• [Text segment]:
_ _ _
Cleon Peterson : Unveiling Truth Through Art
In this illuminating interview, we delve into the mind of acclaimed artist Cleon Peterson. His powerful work challenges societal norms and embraces uncomfortable truths. From the role of art as a medium for unflinching expression to the state of the contemporary art scene, Cleon Peterson shares insights into his creative process, the abuse of power, the impact of modern news, and the intersection of art with technology. Join us as we explore the depths of Peterson’s artistic philosophy and the urgent messages he seeks to convey in a world hungry for meaning.
Cleon Peterson, It’s a pleasure to discuss your powerfully moving and memorable work. Having listened to your interviews and read artistic statements I’ve quickly realized that you are a maverick who holds truth as a higher good, but also that you are one who seeks to “speak” honestly about subjects which are usually avoided by society, these being topics that once faced could improve the world if taken seriously. What is it about art as a communication vehicle that permits your unflinching freedom of expression?
_ _ _
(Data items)
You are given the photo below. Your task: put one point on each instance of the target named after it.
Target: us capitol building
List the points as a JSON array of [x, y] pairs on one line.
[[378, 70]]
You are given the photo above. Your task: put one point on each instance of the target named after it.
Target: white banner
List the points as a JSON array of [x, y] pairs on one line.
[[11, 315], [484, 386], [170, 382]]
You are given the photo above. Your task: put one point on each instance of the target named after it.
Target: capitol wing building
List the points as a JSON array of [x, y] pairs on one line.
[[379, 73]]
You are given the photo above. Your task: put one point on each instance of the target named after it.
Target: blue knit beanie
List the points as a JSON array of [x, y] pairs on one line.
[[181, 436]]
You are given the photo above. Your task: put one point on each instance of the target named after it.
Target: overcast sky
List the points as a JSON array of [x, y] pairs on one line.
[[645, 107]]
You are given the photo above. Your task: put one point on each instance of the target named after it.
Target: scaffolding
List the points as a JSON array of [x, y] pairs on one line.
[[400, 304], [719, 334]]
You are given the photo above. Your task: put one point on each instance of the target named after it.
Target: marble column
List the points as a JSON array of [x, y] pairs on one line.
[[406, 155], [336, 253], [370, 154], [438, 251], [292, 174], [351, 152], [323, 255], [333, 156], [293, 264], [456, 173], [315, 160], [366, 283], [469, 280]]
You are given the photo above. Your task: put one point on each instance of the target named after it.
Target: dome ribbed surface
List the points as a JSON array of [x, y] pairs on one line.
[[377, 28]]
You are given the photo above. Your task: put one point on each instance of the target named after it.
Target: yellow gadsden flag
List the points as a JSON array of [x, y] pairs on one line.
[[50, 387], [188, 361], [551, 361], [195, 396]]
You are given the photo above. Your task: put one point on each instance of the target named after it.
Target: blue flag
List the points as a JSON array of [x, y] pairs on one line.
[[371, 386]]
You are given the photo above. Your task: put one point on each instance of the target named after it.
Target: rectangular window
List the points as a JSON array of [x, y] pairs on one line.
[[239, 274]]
_ _ _
• [Problems]:
(1) Summarize the Cleon Peterson interview excerpt in two sentences.
(2) In the Cleon Peterson interview excerpt, what does the interviewer say Peterson holds as a higher good?
The data items are not required for the work that follows.

• [Task solutions]:
(1) The excerpt introduces an interview with artist Cleon Peterson, whose work challenges societal norms and embraces uncomfortable truths, and lists topics such as art as a medium for unflinching expression, the contemporary art scene, the abuse of power, modern news, and the intersection of art with technology. The interviewer then asks what it is about art as a communication vehicle that permits Peterson's unflinching freedom of expression.

(2) Truth.